▸ Text extract:
[Begin]

Here’s what’s brewing for the coming competitive soccer season in Ottawa:

League1 Ontario

Over the off-season, League1 was purchased by the Canadian Premier League (CPL), which will start its inaugural season at the end of April. The CPL has stated that it plans to use the league as a feeder system to add to its pool of talent. There will only be two Ottawa teams competing in League1 this season: OSU’s men’s and women’s teams. This will be the first season of competition for OSU’s women’s League1 team. Its creation makes OSU one of only four clubs in the province to field League1 teams of both genders as well as a full eight Ontario Player Development League (OPDL) teams.

After two years of League1 play, West Ottawa won’t be fielding a team in the league this year.

OPDL

There are eight OPDL divisions: Under-17, U15, U14 and U13.

Though Harris said he has high hopes that each of his club’s OPDL teams, he pointed to his club’s U17 girls and U17 boys as two teams that he has high expectations for.

Many of the boys on the U17 team come up from a team that finished 2nd in the OPDL last year, while some members of the U17 girls are graduates of last year’s U15 team who made history as Ottawa’s first OPDL overall champion.

[End]

▸ Exercise A: Arrange the lines of the listing below as a JSON list of strings, one string per line with blank lines left out, covering only the part that opens with the line containing "Where can the tree line" and runs through the end of the listing.

▸ Recorded information:

[Begin]

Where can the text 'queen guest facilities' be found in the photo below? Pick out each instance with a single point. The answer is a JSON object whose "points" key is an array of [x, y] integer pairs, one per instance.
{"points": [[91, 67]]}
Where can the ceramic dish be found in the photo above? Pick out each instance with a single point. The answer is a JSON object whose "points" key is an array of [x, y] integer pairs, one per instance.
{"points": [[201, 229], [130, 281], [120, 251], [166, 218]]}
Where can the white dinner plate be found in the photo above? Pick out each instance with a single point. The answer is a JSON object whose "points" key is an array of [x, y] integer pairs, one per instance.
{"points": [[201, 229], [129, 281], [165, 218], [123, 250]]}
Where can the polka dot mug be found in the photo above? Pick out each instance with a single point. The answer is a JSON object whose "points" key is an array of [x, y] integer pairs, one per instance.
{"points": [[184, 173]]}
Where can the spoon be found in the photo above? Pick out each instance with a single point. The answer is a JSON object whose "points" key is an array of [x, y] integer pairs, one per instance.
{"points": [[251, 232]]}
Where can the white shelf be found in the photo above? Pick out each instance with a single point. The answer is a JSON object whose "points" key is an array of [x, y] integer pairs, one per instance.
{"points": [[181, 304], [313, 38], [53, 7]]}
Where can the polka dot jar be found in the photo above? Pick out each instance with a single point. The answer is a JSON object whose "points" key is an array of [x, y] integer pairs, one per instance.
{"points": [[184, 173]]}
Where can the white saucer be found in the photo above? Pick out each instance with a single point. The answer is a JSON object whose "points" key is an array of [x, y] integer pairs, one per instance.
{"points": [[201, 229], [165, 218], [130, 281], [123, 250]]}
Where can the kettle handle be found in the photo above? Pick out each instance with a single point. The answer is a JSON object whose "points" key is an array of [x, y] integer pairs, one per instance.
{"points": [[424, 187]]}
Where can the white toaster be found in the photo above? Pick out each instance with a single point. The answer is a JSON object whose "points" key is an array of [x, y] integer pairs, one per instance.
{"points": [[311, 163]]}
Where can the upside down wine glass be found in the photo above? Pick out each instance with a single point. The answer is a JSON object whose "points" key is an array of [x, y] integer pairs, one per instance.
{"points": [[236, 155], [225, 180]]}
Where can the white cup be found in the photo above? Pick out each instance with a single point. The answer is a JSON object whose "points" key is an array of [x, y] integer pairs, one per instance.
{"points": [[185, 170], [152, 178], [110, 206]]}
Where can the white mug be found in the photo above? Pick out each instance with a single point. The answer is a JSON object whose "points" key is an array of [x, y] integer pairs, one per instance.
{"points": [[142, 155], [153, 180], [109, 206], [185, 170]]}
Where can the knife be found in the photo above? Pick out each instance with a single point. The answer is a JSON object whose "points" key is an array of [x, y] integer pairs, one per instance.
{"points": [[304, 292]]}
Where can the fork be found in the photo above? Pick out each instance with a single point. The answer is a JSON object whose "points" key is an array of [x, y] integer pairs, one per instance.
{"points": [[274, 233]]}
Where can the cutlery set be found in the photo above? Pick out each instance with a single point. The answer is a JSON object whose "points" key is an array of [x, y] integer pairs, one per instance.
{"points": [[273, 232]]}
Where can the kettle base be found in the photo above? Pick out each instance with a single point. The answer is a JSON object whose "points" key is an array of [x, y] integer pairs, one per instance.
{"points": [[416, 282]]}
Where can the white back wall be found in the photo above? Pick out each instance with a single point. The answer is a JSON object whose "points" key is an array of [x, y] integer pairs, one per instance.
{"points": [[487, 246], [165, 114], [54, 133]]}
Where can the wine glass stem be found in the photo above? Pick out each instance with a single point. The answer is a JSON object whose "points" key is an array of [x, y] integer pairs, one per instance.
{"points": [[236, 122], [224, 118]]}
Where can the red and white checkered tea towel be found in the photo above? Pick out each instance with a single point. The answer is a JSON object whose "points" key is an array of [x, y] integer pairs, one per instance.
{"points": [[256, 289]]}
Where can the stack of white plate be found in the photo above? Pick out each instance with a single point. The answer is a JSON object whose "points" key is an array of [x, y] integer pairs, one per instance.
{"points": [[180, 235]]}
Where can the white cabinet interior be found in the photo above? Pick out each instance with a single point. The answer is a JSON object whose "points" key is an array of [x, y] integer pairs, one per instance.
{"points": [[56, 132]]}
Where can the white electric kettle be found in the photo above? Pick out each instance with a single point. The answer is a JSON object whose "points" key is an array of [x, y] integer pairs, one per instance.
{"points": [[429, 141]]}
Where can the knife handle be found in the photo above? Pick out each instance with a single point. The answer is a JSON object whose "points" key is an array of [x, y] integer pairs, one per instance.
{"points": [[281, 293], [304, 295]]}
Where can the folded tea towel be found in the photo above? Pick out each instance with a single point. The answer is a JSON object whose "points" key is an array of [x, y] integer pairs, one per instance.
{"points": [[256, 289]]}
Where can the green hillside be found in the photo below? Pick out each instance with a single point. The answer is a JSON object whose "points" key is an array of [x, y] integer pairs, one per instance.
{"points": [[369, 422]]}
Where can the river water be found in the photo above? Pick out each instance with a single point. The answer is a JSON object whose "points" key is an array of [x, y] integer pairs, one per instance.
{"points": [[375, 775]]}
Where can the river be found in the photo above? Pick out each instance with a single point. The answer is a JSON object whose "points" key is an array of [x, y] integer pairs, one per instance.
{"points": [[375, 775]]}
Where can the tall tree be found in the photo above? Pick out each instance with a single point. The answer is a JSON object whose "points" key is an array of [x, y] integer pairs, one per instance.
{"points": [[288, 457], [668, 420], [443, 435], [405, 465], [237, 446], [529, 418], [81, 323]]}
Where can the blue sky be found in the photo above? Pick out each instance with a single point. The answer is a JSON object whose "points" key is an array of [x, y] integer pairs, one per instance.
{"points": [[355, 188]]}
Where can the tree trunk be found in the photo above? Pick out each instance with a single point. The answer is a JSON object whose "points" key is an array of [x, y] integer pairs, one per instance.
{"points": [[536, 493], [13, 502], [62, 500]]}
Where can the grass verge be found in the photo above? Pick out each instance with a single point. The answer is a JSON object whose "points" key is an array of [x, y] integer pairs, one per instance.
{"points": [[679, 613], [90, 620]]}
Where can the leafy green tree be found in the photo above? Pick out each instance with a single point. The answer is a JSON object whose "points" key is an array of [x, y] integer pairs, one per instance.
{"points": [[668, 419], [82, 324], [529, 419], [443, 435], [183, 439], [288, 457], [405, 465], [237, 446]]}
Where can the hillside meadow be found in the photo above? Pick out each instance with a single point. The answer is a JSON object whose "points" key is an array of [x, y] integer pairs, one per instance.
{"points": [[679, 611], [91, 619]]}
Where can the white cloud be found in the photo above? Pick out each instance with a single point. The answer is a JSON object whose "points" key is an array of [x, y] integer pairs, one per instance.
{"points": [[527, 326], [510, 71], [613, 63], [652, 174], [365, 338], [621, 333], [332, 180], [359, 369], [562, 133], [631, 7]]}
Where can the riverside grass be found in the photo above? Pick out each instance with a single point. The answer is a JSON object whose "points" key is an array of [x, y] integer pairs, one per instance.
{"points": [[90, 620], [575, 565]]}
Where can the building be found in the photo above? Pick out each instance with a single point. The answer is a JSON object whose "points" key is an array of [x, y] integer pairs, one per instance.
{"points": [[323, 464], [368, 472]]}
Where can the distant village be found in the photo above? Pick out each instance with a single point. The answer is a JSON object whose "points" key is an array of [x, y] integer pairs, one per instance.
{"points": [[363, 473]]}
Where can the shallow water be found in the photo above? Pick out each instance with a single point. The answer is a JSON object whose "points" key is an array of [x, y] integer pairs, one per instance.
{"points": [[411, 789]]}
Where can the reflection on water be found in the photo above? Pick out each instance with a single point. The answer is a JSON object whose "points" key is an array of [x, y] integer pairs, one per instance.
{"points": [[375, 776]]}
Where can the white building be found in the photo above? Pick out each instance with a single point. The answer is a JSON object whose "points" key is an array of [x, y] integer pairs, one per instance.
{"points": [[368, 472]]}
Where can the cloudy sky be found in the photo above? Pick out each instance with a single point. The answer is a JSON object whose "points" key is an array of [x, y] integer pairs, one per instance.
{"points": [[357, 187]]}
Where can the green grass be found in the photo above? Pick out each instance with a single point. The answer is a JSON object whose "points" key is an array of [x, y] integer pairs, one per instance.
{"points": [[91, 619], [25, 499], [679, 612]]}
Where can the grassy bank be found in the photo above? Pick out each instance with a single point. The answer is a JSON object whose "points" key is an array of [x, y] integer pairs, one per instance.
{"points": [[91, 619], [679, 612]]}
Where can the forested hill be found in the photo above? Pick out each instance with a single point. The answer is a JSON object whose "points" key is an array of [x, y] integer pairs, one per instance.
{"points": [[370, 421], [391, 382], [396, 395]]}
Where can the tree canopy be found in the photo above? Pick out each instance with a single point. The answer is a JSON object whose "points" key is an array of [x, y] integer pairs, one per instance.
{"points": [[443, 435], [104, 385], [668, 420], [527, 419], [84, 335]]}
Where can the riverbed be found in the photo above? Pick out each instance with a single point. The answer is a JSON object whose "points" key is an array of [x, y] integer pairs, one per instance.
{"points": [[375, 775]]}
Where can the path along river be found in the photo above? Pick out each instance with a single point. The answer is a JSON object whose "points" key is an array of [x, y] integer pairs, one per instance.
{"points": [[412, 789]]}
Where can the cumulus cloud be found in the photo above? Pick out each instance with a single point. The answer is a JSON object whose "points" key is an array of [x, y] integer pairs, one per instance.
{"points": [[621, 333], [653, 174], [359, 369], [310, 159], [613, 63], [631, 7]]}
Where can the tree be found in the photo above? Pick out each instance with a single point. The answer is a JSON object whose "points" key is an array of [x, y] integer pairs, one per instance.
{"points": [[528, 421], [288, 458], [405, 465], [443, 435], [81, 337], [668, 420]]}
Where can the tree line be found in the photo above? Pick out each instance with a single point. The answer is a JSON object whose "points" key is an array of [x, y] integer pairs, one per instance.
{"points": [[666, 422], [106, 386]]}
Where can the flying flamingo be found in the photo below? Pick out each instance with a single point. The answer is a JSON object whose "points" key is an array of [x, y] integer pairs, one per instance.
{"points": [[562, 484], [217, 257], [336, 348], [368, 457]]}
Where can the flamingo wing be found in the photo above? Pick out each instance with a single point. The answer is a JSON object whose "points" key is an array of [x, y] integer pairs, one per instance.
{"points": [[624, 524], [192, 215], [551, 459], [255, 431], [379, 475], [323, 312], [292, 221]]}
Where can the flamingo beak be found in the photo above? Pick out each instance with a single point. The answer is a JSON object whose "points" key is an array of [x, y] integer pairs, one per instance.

[End]

▸ Exercise B:
Answer these questions from the Ottawa soccer text:
(i) Which league purchased League1 over the off-season?
(ii) For how many years had West Ottawa played in League1 before this season?
(iii) What distinction did last year's U15 team earn?

▸ Correct result A:
[
  "Where can the tree line be found in the photo above? Pick out each instance with a single point. The answer is a JSON object whose \"points\" key is an array of [x, y] integer pairs, one per instance.",
  "{\"points\": [[666, 422], [106, 386]]}",
  "Where can the flying flamingo be found in the photo below? Pick out each instance with a single point. The answer is a JSON object whose \"points\" key is an array of [x, y] integer pairs, one per instance.",
  "{\"points\": [[562, 484], [217, 257], [336, 348], [368, 457]]}",
  "Where can the flamingo wing be found in the photo above? Pick out each instance with a single point. The answer is a JSON object whose \"points\" key is an array of [x, y] integer pairs, one per instance.",
  "{\"points\": [[624, 524], [192, 215], [551, 459], [255, 431], [379, 475], [323, 312], [292, 221]]}",
  "Where can the flamingo beak be found in the photo above? Pick out each instance with a single point. The answer is a JSON object whose \"points\" key is an array of [x, y] integer pairs, one per instance."
]

▸ Correct result B:
(i) The Canadian Premier League (CPL)
(ii) Two years
(iii) It became Ottawa's first OPDL overall champion.